>> start Supplied records

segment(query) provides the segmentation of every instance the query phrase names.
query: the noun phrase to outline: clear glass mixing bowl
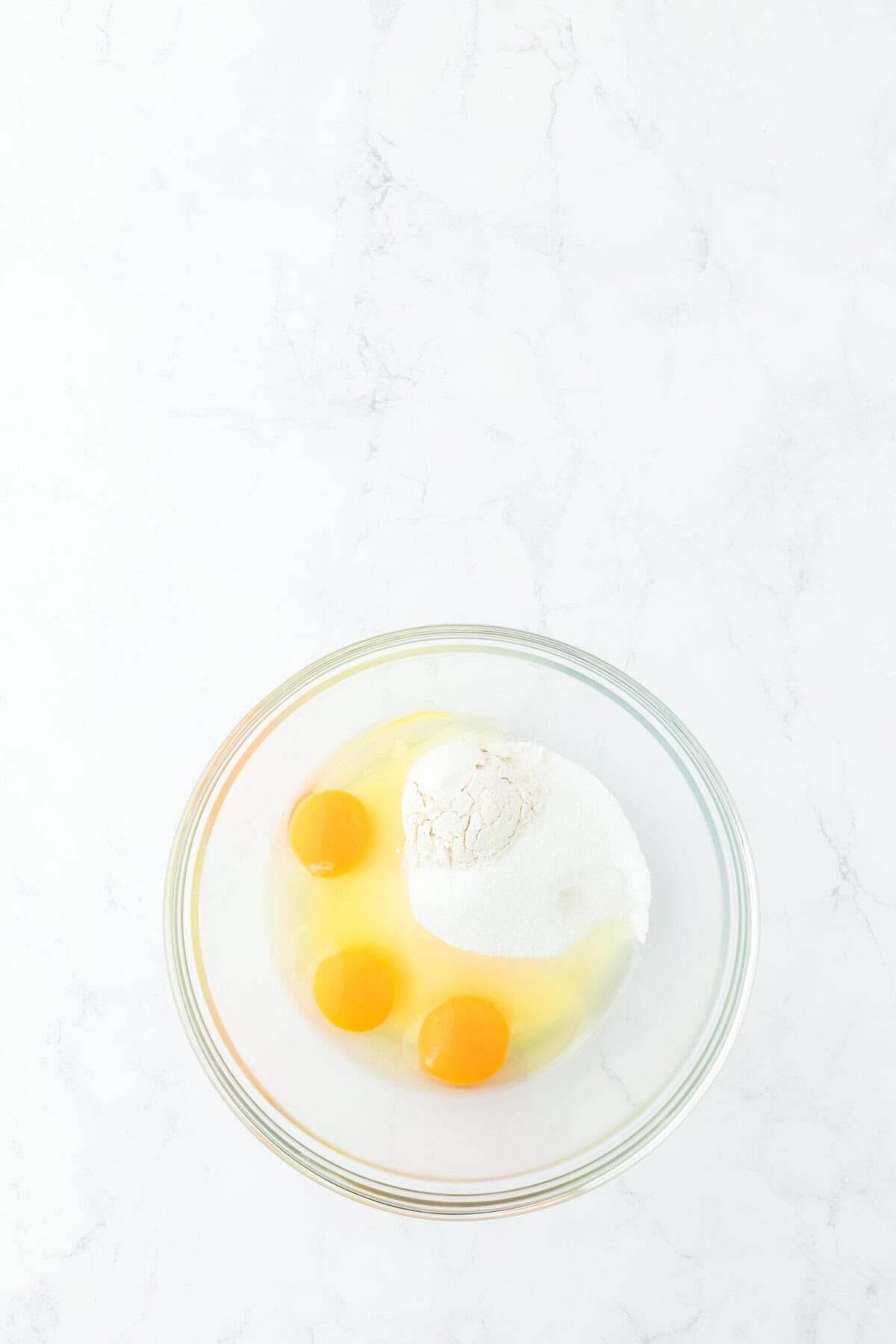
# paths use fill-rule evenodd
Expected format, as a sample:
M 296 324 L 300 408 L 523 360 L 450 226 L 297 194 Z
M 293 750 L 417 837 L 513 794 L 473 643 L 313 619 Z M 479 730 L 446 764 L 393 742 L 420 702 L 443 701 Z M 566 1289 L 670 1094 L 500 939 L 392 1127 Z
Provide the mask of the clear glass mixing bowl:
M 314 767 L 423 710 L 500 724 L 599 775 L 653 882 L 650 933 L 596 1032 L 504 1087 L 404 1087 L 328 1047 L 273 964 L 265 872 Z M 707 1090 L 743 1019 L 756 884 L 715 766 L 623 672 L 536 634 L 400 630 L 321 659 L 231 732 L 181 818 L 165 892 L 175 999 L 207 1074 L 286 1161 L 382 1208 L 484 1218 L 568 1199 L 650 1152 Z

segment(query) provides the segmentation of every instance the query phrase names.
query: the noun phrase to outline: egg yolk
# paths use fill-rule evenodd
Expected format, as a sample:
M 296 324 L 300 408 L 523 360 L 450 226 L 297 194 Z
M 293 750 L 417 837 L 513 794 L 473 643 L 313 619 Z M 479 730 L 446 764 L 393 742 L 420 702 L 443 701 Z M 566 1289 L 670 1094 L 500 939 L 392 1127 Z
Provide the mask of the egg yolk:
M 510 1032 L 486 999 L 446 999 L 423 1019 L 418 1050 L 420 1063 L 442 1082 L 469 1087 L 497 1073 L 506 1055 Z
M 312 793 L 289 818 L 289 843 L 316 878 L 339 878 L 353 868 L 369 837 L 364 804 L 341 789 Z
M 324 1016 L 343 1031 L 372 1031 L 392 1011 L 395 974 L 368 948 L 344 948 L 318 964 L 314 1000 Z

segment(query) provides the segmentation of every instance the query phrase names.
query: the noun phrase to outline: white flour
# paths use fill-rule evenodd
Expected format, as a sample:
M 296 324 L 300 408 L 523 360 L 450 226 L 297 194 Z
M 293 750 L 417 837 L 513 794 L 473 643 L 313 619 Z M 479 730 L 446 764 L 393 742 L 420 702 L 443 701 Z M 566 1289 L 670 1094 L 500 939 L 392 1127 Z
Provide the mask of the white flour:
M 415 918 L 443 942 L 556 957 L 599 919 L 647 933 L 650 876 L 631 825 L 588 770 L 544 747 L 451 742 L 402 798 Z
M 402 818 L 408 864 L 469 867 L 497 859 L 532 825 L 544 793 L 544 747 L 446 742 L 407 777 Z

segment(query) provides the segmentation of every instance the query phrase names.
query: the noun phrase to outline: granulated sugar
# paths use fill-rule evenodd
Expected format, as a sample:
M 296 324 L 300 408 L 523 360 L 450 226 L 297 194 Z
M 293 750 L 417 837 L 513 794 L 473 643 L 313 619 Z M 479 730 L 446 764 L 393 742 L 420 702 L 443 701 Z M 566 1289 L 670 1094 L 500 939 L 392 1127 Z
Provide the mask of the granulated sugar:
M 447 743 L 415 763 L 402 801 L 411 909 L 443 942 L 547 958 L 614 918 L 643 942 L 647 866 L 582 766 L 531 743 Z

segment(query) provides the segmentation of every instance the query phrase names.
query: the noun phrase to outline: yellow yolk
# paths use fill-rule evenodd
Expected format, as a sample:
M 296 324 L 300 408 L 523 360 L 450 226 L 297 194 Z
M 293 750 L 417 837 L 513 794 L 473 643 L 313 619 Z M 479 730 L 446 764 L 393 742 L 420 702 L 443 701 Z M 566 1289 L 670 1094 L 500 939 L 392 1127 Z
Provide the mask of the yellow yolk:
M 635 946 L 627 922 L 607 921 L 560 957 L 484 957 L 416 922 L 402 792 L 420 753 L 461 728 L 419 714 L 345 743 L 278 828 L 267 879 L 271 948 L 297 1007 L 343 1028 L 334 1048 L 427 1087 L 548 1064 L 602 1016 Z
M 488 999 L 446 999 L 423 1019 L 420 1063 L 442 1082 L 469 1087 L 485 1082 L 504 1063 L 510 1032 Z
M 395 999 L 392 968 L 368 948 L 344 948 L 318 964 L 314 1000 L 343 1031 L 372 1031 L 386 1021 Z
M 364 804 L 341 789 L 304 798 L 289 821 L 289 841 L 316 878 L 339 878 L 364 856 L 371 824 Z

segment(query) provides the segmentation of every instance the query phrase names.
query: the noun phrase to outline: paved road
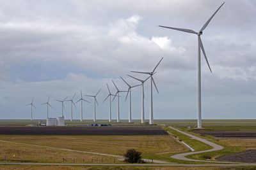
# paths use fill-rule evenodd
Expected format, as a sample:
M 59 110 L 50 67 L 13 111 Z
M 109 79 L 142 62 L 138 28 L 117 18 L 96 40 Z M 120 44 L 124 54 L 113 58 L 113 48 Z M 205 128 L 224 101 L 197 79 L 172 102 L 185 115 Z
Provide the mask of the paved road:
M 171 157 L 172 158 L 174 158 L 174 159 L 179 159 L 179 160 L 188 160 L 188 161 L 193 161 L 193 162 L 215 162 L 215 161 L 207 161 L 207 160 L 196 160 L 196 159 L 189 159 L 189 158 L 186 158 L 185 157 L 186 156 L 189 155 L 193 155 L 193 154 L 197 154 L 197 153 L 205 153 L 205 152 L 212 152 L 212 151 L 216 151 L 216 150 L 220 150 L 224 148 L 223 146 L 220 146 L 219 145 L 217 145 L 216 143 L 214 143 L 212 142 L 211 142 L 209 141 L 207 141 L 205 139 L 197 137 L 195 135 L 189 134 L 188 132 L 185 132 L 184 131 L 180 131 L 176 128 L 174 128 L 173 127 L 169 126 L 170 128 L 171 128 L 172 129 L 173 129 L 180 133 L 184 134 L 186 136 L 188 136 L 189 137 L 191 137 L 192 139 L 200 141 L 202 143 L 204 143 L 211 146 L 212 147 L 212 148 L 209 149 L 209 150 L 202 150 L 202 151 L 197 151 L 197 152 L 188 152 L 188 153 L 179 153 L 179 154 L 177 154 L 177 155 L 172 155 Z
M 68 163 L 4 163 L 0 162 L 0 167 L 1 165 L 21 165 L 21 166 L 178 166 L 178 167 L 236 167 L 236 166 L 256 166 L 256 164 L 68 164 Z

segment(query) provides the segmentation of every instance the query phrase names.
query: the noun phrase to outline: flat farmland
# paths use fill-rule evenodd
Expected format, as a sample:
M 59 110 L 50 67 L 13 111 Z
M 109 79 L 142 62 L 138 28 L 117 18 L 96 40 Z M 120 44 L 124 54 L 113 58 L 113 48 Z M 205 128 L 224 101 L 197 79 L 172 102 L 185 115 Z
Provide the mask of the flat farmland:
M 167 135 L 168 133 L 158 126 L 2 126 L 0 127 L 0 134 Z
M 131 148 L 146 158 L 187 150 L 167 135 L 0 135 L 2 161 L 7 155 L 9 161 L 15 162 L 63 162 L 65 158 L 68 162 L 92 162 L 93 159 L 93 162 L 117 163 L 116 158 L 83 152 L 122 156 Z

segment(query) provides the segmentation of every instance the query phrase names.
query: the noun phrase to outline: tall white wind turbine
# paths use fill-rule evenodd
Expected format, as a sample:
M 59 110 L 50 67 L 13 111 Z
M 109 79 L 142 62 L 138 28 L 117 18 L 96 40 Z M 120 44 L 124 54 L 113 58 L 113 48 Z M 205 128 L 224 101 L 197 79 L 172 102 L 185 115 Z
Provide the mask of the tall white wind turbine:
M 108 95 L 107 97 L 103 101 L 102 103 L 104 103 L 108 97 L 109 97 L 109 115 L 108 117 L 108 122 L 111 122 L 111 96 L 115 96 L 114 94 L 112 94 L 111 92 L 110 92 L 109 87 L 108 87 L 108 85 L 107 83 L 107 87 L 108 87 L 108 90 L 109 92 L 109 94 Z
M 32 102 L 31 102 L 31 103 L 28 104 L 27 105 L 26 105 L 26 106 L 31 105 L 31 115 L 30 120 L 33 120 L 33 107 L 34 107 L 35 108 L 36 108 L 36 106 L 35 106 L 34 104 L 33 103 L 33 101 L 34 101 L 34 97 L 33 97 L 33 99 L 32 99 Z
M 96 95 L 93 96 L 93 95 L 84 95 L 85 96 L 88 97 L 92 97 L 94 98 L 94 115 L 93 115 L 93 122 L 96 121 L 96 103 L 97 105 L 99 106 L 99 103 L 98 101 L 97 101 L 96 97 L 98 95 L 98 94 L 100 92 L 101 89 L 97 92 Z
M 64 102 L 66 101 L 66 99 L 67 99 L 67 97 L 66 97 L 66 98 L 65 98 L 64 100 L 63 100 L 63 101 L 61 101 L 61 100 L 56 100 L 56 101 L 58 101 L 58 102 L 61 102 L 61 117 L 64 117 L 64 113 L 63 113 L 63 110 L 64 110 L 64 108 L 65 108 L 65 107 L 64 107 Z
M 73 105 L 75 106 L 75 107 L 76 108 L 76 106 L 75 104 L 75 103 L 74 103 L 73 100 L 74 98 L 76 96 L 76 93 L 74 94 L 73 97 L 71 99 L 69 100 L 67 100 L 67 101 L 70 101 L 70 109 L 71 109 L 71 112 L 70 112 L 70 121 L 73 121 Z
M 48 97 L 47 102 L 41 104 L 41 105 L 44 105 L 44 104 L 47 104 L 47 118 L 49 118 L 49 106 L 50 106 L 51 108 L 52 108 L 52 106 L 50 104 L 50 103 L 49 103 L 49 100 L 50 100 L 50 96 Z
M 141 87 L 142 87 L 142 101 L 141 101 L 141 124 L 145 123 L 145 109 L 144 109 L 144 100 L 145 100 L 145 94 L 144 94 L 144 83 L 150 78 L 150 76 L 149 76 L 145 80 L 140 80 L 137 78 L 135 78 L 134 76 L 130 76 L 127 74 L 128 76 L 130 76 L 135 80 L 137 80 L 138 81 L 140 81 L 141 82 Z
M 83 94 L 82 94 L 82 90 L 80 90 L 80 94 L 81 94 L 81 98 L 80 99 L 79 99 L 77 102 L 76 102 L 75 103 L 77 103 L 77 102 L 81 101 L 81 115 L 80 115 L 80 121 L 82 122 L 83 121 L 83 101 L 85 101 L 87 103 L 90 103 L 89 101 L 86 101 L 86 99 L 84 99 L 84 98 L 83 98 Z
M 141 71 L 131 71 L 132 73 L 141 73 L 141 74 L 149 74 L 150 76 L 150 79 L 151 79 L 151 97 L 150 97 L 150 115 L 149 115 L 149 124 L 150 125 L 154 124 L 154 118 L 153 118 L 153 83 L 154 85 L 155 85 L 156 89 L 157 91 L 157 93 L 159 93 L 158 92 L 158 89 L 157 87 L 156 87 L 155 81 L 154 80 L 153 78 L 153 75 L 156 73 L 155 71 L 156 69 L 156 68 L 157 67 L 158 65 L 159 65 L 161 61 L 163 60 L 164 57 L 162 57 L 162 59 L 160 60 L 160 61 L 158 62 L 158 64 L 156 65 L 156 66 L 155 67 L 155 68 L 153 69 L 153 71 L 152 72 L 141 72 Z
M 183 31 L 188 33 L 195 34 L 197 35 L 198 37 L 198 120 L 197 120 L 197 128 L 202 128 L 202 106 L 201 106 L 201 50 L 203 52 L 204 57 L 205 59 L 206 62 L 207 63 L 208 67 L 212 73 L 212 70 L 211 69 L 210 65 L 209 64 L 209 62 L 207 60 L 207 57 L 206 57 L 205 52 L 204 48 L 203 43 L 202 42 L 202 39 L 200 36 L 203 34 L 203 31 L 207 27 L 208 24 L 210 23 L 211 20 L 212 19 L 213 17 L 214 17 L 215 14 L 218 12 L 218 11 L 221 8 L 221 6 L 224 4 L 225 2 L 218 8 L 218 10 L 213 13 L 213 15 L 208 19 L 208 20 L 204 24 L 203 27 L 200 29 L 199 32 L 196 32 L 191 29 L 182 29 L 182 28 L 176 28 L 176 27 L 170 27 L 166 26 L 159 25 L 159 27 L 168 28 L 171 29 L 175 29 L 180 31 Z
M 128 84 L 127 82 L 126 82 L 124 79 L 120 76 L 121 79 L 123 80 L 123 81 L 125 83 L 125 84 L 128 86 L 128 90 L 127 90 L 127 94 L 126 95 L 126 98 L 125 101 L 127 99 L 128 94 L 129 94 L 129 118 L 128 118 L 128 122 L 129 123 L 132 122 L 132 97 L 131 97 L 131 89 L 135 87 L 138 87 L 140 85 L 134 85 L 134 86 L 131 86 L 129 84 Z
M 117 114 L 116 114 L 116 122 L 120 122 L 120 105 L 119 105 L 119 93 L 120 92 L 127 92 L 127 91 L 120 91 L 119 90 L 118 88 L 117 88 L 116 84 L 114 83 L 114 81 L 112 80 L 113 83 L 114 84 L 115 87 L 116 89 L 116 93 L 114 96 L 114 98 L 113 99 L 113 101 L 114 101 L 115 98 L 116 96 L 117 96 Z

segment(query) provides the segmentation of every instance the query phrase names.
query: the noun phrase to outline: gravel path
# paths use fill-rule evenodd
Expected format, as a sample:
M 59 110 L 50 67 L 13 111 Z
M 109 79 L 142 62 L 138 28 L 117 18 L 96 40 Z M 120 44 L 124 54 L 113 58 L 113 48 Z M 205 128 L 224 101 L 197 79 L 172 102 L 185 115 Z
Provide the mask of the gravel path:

>> end Supplied records

Quote the stretch from the start of the items through the line containing "M 314 767 L", reproducing each line verbatim. Leave out the pictures.

segment(query) provides the segmentation of every instance the query phrase names.
query: the noun phrase to outline: clear glass mixing bowl
# paths use fill-rule evenodd
Expected format, as a sample:
M 296 324 L 300 408 L 523 360 L 450 226 L 297 194 Z
M 293 750 L 417 837 L 513 794 L 473 643 L 313 619 Z M 479 730 L 446 764 L 393 742 L 420 702 L 443 701 Z M 566 1289 L 670 1094 L 500 939 L 392 1127 Z
Provide the mask of the clear glass mixing bowl:
M 314 767 L 423 710 L 500 724 L 599 775 L 653 882 L 650 933 L 596 1032 L 504 1087 L 404 1087 L 328 1047 L 273 964 L 265 872 Z M 707 1090 L 743 1019 L 756 884 L 715 766 L 623 672 L 536 634 L 400 630 L 321 659 L 231 732 L 181 818 L 165 892 L 175 999 L 207 1074 L 286 1161 L 382 1208 L 484 1218 L 568 1199 L 650 1152 Z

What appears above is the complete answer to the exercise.